• _Stored data_:
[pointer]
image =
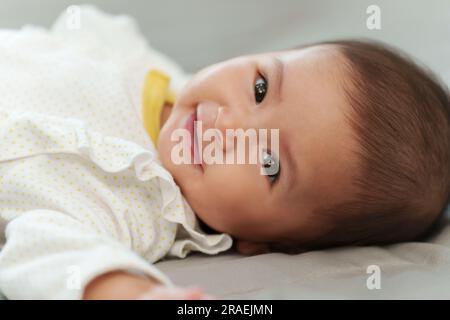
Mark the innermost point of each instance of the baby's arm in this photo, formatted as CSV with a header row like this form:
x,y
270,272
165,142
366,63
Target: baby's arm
x,y
122,285
52,255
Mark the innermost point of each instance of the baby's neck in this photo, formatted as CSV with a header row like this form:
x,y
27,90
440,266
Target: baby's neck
x,y
165,113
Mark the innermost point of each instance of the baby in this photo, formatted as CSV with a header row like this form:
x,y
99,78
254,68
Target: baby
x,y
363,158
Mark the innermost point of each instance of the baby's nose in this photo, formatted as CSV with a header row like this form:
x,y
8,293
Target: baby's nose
x,y
207,112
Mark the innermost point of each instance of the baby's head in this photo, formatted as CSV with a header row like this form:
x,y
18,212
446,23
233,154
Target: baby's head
x,y
364,147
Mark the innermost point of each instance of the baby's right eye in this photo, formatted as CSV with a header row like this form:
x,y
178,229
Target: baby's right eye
x,y
260,89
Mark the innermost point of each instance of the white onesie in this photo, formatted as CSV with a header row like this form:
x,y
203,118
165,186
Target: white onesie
x,y
82,191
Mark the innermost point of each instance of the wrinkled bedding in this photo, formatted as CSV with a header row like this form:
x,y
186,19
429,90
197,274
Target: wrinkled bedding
x,y
413,270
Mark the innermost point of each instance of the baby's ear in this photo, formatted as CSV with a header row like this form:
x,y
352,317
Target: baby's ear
x,y
249,248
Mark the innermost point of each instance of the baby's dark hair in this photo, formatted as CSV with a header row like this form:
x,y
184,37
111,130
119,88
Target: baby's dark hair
x,y
400,116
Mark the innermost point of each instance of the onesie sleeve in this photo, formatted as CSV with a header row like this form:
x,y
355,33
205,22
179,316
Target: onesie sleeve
x,y
50,255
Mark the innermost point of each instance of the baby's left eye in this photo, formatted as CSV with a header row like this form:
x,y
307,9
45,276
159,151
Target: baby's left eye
x,y
260,89
271,166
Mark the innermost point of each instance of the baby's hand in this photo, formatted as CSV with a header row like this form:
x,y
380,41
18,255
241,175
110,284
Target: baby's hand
x,y
160,292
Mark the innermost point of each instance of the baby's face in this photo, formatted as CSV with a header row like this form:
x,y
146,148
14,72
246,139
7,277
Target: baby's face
x,y
298,92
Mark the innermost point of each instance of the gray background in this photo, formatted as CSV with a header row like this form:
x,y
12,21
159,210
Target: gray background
x,y
199,32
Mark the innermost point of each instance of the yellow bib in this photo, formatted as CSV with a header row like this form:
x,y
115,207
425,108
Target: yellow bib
x,y
156,93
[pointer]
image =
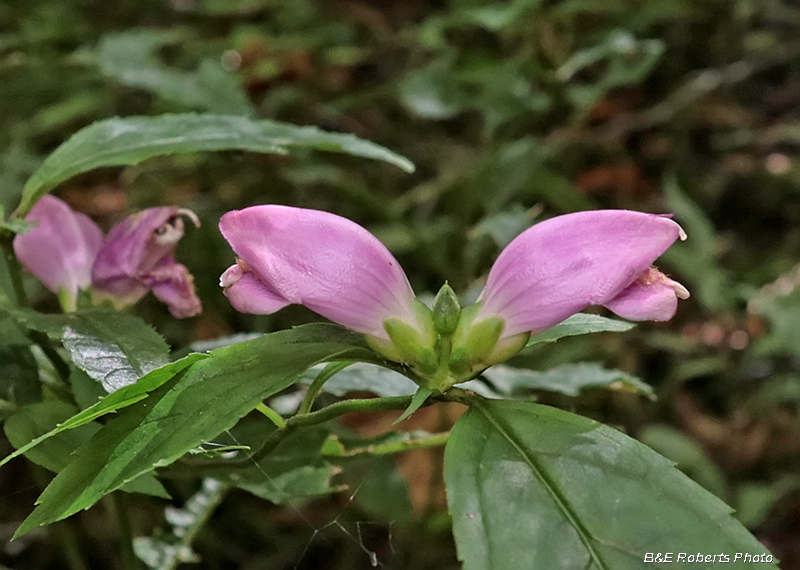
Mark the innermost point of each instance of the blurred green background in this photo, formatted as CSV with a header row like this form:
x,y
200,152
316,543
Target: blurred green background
x,y
513,112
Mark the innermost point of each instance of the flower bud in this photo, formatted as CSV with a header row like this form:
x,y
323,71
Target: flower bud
x,y
446,311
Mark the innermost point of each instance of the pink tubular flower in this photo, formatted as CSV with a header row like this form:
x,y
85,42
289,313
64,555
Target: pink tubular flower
x,y
60,250
563,265
66,251
551,271
137,257
329,264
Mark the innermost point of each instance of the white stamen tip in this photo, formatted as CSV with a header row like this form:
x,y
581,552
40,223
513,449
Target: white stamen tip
x,y
680,291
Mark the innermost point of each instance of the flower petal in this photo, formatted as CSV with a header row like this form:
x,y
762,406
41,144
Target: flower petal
x,y
61,250
249,295
652,297
173,285
563,265
329,264
135,247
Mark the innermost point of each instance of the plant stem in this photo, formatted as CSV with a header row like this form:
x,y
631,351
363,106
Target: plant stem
x,y
302,420
325,375
120,507
429,440
7,244
68,540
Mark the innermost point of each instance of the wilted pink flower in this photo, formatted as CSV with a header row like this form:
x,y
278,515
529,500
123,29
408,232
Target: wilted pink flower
x,y
137,257
329,264
565,264
60,250
66,251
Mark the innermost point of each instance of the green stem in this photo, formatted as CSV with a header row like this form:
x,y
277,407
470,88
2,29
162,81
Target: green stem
x,y
302,420
325,375
120,507
199,508
389,448
43,341
67,538
460,396
7,244
273,416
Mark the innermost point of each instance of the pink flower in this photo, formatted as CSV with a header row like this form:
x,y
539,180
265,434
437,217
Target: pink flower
x,y
565,264
329,264
551,271
60,250
137,257
66,251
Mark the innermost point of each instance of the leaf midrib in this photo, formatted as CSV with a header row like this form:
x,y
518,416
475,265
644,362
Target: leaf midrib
x,y
561,502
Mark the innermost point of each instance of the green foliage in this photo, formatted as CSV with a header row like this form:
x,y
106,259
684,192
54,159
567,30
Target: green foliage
x,y
517,477
129,57
188,409
122,141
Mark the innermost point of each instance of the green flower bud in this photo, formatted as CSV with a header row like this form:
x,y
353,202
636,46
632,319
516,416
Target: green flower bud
x,y
413,345
446,311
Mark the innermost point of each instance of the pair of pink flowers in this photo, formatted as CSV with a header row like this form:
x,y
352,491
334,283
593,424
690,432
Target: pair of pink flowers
x,y
67,251
341,271
548,273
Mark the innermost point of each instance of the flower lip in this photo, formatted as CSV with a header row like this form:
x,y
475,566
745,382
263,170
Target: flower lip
x,y
329,264
565,264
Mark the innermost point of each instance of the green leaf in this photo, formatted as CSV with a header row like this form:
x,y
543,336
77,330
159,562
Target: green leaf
x,y
365,377
32,421
19,376
130,140
582,323
380,490
529,486
130,58
197,406
121,398
385,444
568,379
114,348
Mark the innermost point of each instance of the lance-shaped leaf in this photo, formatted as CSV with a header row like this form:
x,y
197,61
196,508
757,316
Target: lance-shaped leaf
x,y
114,348
130,140
529,486
206,400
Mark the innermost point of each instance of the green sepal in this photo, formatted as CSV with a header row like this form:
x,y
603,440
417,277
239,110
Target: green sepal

• _Stated task_: Rewrite every line of the items from the line that contains "Mark the innermost point of each instance of the lance-shaped" through the end of the items, shifting each coordinate in the answers up by 70 and leaving all other lines unchanged.

• _Reply to the exercise_:
Mark the innermost point of each instance of the lance-shaped leaf in this photo, formatted as CSV with a header row like this form:
x,y
197,61
196,508
757,316
Target: lance-shaped leaf
x,y
184,418
200,210
599,556
276,470
Mark the innermost point of each instance of the green sepal in this photo, formatted as CSV with a header row like this form:
x,y
603,440
417,277
239,110
Target: green sepal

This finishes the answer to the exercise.